# TASK TO COMPLETE
Only the lines from the one with "point: iridescent blue" to the end of the data below should be returned, each exactly as it stands.

[Records excerpted from a collection]
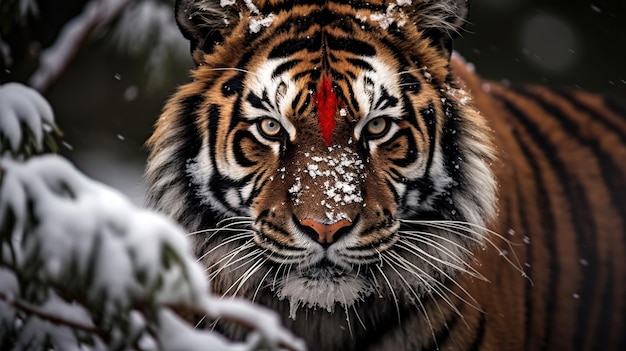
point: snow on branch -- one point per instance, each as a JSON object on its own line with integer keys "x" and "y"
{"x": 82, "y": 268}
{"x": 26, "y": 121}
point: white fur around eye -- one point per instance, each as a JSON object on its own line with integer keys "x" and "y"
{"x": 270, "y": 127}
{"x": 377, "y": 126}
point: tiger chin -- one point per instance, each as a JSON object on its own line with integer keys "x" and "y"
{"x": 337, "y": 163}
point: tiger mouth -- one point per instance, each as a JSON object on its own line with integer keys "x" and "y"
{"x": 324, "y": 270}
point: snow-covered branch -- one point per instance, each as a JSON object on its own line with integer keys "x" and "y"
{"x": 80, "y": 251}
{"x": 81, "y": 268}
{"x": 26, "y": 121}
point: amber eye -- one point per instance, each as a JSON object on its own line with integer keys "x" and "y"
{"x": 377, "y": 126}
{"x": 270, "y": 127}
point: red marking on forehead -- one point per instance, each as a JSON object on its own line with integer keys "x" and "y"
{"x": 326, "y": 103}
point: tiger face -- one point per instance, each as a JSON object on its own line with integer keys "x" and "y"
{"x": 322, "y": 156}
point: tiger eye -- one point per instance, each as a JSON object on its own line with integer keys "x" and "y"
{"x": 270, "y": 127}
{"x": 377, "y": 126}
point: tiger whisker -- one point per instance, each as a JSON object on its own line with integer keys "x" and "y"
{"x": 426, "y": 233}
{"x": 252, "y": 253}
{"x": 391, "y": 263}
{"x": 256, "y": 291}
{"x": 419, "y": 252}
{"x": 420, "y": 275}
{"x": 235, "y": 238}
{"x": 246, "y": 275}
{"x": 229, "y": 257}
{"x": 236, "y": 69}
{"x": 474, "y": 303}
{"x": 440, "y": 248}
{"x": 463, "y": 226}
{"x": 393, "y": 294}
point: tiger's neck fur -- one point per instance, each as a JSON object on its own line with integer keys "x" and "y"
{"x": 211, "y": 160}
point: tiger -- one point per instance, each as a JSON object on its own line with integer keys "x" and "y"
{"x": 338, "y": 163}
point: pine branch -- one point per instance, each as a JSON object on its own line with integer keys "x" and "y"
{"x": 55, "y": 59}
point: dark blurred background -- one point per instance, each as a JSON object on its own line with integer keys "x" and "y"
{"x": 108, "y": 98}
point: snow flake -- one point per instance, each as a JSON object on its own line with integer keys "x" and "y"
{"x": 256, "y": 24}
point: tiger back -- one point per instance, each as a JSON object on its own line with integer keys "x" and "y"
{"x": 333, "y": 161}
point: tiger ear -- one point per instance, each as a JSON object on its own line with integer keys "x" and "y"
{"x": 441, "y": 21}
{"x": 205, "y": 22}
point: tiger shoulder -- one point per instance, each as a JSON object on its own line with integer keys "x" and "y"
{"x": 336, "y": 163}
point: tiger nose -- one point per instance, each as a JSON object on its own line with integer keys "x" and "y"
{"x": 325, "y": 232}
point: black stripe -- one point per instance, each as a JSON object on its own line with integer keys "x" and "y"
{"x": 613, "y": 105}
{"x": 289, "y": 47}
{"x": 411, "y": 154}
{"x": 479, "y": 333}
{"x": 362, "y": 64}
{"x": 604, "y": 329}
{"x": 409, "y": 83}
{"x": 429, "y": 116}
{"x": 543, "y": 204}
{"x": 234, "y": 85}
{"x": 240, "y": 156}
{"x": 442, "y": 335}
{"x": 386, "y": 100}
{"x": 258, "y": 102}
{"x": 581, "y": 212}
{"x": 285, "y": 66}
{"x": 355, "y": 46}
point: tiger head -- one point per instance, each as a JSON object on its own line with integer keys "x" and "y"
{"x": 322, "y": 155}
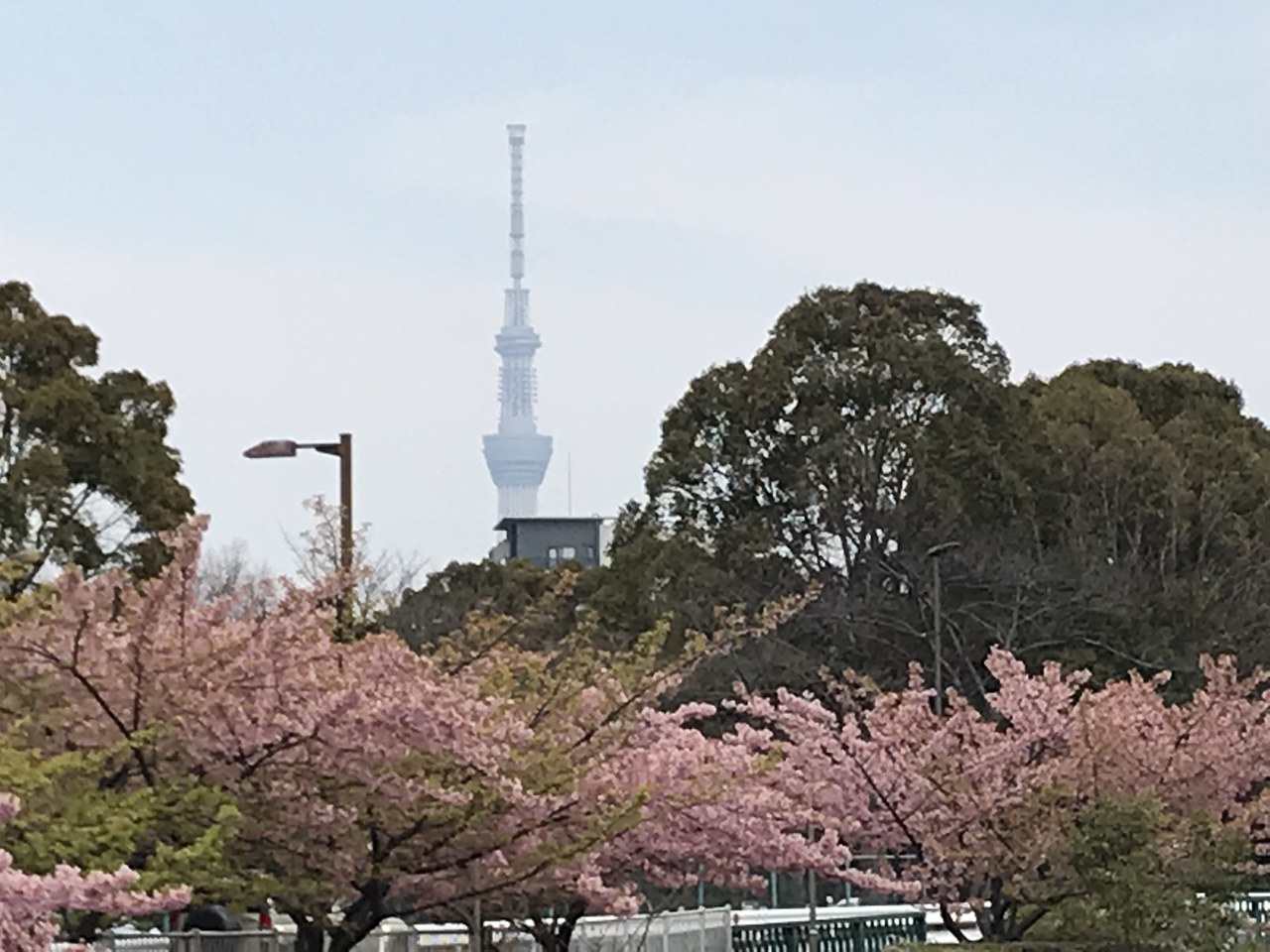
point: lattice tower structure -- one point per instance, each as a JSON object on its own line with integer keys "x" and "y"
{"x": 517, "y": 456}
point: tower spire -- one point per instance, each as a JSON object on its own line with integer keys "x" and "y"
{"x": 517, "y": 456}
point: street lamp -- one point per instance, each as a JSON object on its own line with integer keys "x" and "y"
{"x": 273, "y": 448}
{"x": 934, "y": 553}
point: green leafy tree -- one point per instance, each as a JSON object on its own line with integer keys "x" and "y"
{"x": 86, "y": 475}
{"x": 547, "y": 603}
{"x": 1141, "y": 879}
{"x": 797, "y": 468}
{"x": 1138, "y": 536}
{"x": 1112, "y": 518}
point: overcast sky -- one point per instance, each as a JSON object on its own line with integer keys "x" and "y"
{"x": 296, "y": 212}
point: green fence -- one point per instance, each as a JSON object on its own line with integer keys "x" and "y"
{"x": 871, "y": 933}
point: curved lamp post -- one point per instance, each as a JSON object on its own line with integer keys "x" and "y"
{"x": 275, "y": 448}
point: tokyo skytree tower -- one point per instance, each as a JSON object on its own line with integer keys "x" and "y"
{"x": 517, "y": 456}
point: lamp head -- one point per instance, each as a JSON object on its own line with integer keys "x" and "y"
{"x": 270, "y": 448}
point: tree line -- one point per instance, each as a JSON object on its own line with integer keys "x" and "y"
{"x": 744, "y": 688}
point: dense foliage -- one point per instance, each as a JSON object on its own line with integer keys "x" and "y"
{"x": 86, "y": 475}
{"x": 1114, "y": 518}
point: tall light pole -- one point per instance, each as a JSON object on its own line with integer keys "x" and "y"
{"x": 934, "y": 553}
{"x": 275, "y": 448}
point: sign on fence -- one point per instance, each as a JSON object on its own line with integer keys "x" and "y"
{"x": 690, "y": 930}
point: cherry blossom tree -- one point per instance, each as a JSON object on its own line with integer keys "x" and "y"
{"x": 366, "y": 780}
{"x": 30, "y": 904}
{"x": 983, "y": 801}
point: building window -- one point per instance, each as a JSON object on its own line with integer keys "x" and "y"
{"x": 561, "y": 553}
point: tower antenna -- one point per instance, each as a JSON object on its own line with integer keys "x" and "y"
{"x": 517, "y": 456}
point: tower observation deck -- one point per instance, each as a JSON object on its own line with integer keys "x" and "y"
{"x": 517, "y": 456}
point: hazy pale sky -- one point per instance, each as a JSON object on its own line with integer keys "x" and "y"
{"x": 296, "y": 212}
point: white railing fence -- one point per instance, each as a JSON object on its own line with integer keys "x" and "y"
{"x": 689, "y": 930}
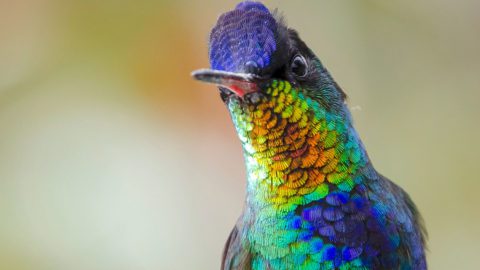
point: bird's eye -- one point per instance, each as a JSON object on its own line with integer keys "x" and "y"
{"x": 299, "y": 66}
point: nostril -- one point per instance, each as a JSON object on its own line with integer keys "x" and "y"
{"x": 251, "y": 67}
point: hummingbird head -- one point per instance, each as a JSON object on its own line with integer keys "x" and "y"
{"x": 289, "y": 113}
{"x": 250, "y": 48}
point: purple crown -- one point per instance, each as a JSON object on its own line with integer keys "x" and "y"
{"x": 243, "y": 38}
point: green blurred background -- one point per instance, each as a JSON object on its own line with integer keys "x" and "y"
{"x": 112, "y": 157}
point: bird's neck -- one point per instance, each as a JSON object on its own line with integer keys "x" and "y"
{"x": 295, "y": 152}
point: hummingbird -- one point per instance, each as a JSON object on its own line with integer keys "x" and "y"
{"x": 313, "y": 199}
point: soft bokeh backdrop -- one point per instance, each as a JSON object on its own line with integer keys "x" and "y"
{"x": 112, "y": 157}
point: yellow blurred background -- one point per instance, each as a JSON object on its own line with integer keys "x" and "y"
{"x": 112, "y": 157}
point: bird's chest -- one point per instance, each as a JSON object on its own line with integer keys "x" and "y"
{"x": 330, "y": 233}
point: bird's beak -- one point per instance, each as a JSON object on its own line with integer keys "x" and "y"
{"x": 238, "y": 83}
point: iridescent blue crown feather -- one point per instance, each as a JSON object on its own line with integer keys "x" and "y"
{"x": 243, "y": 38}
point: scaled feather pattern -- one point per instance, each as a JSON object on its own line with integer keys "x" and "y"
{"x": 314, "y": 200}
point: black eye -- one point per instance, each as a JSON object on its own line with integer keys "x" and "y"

# TASK RESULT
point: iridescent blue crown feather -- one point per instance, each as a JSON object on its own line with integer keys "x" and "y"
{"x": 243, "y": 38}
point: scaled feather pattern -- one point per instance, each as a JSON object on its own line with integer keys "x" and "y"
{"x": 314, "y": 200}
point: black eye -- one point per instance, each as a JSON object on its own line with integer keys "x" and "y"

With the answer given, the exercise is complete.